Annotation data based on points
════
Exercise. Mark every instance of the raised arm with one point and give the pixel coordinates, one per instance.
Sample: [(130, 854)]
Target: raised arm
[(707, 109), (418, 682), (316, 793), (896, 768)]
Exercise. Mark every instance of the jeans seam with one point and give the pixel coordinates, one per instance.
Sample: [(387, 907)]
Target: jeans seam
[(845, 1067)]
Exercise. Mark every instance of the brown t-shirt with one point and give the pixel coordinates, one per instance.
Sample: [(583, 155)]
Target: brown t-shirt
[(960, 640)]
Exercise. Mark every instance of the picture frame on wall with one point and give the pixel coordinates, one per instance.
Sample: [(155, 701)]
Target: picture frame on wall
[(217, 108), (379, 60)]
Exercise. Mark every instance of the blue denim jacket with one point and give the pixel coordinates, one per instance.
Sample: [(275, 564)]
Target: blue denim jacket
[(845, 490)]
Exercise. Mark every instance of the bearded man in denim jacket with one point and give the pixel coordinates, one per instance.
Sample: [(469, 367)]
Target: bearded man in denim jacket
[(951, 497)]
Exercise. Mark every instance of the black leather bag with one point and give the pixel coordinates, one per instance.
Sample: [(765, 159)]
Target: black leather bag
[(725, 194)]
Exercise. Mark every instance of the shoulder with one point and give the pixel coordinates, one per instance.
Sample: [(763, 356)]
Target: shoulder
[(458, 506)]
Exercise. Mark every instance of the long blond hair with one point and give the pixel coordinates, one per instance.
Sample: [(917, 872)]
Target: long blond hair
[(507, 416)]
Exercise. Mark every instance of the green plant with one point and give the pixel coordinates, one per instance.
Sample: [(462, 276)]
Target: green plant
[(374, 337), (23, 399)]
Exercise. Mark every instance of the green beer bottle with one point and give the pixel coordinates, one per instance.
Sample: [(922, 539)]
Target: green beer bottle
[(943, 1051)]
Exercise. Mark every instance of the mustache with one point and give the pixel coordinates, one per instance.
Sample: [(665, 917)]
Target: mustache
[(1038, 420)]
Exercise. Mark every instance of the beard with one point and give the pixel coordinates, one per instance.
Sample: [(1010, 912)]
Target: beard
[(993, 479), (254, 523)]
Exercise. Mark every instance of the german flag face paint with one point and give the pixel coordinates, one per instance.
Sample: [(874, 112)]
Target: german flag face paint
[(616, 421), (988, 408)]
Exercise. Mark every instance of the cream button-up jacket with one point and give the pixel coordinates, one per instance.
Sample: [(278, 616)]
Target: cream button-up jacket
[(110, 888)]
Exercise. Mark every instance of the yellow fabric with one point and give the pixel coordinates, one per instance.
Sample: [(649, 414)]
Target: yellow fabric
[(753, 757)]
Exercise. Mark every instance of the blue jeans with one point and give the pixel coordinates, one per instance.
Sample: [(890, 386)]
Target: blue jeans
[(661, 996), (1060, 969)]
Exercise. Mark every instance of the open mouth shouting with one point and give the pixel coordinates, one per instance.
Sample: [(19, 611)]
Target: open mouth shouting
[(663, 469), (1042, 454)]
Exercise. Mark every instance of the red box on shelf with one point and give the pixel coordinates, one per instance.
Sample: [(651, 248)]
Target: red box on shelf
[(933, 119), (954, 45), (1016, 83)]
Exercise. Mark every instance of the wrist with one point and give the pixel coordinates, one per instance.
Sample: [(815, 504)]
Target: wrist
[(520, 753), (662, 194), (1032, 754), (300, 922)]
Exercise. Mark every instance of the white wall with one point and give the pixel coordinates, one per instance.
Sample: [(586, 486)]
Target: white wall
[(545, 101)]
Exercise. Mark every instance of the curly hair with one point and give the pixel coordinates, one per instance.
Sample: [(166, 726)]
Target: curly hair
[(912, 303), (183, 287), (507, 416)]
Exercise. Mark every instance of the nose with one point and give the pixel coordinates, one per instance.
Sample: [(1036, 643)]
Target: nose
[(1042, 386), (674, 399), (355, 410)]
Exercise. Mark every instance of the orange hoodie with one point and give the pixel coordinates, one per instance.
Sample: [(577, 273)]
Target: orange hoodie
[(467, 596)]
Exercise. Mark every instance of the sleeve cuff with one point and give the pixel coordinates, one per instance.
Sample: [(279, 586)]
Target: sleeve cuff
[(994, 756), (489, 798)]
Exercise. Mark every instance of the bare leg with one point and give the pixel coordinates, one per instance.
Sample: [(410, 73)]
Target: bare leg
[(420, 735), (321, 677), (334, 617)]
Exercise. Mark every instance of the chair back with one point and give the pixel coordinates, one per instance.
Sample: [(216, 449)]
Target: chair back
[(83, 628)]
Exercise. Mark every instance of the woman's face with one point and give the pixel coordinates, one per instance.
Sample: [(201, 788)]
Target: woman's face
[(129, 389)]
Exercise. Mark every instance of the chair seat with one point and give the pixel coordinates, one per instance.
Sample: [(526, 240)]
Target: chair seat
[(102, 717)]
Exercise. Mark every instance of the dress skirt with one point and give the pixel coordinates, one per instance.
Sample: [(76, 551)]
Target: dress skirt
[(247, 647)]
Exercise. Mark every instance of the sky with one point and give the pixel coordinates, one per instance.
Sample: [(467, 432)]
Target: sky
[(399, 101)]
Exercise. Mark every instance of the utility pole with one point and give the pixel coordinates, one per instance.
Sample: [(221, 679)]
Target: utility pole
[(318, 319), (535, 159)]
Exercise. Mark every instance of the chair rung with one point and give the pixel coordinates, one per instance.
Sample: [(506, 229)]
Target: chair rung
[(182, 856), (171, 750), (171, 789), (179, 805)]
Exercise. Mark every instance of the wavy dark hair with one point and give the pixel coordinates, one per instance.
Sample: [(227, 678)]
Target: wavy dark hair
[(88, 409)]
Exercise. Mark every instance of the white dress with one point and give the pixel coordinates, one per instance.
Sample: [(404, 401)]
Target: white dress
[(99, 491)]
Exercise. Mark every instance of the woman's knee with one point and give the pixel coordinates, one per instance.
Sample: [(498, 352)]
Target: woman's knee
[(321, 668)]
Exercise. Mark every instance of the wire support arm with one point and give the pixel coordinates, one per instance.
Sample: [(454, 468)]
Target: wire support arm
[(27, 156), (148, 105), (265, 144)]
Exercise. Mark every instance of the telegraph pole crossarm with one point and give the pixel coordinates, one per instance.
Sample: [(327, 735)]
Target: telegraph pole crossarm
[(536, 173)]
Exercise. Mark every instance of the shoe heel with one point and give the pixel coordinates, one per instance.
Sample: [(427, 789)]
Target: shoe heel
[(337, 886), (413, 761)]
════
Echo the lines starting at the first line and ending at the line that contains "[(960, 640)]", including both.

Exercise solution:
Exercise. Mark every instance of the raised arm with one point and give the pixel coordinates, one per instance.
Sample: [(130, 854)]
Target: raised arm
[(707, 109), (418, 682), (316, 793), (896, 768)]
Exercise. Mark every instance of the jeans seam with one point and give the pixel coordinates, one per instance.
Sample: [(387, 907)]
Target: jeans seam
[(845, 1067)]
Exercise. Mark every instance of the brown t-shirt with one point and give the pixel coordinates, one per instance.
Sample: [(583, 155)]
Target: brown t-shirt
[(960, 640)]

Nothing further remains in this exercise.